# Material for this task
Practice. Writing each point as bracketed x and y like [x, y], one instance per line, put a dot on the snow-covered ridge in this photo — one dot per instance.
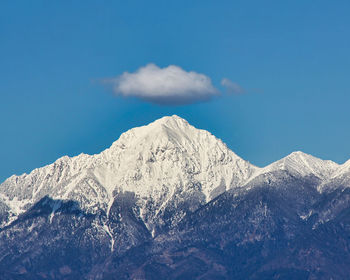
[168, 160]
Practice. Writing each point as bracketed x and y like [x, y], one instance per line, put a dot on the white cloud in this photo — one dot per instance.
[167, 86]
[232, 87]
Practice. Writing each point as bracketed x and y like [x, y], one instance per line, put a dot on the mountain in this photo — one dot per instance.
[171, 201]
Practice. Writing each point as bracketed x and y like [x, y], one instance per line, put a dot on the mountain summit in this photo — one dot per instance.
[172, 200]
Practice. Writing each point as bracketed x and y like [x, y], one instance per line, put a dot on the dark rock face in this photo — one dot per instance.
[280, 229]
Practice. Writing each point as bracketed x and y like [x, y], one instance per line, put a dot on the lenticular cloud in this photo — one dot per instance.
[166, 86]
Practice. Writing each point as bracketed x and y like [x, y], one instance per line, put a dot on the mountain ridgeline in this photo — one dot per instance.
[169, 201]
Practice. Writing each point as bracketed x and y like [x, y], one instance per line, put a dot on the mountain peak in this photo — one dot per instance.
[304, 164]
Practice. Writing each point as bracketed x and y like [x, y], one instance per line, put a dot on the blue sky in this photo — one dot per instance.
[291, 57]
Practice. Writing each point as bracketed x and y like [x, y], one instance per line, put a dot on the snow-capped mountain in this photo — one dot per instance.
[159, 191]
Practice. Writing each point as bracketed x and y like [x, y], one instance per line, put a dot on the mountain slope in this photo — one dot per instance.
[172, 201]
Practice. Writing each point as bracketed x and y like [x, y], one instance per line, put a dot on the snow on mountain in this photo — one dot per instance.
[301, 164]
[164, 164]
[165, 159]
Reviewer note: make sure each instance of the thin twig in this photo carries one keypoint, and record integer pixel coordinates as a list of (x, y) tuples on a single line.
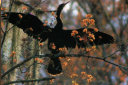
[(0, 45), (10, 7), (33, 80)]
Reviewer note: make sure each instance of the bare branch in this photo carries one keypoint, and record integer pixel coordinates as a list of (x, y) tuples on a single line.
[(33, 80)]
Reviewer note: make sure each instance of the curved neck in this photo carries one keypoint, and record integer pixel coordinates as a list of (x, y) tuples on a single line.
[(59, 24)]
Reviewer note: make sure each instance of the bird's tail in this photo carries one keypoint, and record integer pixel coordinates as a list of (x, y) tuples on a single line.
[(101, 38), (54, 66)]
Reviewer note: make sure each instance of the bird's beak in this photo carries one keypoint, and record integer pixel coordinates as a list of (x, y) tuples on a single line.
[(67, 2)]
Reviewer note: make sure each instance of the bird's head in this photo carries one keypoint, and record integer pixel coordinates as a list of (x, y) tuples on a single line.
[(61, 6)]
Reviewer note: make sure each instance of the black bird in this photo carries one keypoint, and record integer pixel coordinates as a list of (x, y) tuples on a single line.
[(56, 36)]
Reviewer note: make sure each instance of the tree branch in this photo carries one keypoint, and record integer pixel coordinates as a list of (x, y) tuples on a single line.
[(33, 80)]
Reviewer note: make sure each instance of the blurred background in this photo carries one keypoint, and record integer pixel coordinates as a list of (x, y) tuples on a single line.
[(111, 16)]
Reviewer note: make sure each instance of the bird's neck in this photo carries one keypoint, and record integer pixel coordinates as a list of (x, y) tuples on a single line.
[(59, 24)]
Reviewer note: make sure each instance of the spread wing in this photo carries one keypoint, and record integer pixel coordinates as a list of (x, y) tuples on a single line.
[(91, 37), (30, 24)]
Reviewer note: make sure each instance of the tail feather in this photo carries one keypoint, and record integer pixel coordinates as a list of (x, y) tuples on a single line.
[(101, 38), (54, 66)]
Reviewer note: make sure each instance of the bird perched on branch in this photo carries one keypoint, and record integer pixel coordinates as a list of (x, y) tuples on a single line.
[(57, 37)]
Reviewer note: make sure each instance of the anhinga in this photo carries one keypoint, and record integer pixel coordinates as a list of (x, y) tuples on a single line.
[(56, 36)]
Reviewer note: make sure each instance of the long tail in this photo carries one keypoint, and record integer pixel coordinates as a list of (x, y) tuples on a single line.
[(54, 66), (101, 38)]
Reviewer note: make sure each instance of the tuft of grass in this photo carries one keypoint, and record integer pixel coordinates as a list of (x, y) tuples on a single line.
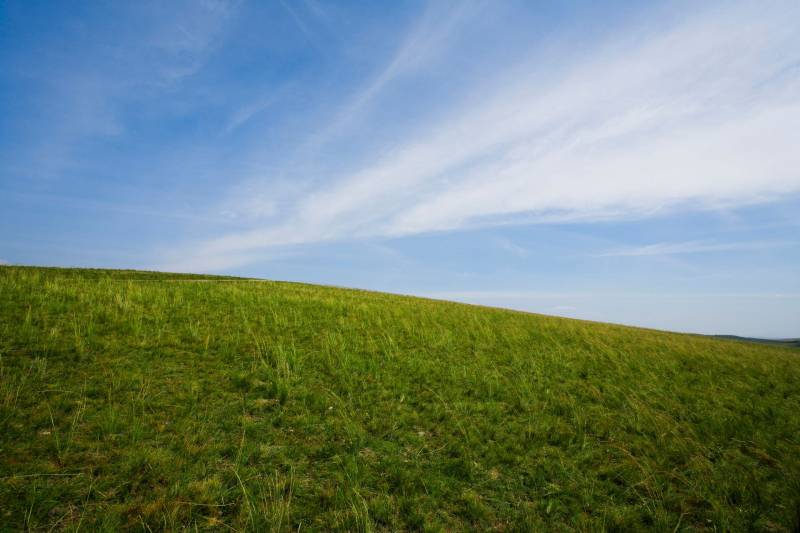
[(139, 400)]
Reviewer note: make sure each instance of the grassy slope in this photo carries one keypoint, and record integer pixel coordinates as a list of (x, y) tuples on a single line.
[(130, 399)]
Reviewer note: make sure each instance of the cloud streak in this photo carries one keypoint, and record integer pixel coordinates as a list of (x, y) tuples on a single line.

# Problem description
Reproduce exactly the line that holds "Reviewer note: make sure each instance of the grassy", then every line after it, ending with the final line of the records above.

# Reply
Reviewer note: make sure each instance of the grassy slope in this photo carries one keypoint, and record integer pixel coordinates as a list of (x, y) tuples on a single line.
[(130, 399)]
Reviewer note: make sure each instance of the cloud streak in this photo carries one keypoint, and record integer pixel coordinates as a list of (x, y) tuples on a single line.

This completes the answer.